** Dataset excerpts **
=-=-=
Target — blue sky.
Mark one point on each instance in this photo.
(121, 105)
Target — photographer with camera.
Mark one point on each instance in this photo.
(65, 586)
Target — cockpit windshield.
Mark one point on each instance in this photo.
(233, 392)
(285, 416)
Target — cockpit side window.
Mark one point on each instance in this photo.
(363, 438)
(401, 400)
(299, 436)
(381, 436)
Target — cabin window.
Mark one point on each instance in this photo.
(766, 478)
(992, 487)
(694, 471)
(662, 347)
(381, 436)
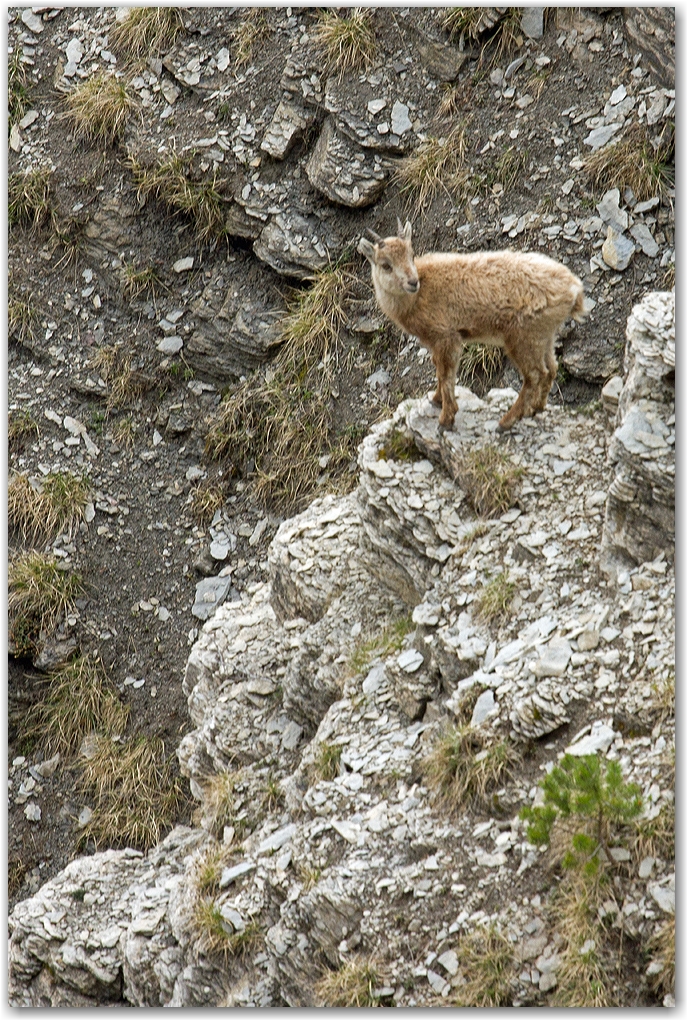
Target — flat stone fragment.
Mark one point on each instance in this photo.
=-=-=
** Assigned task **
Please set down exactly the lines running from the one with "Target — flat stone fragment." to the last line of the entries above, both of them included, and no others.

** Your response **
Target — flat stone fragment.
Mark one point on each instance in this photo.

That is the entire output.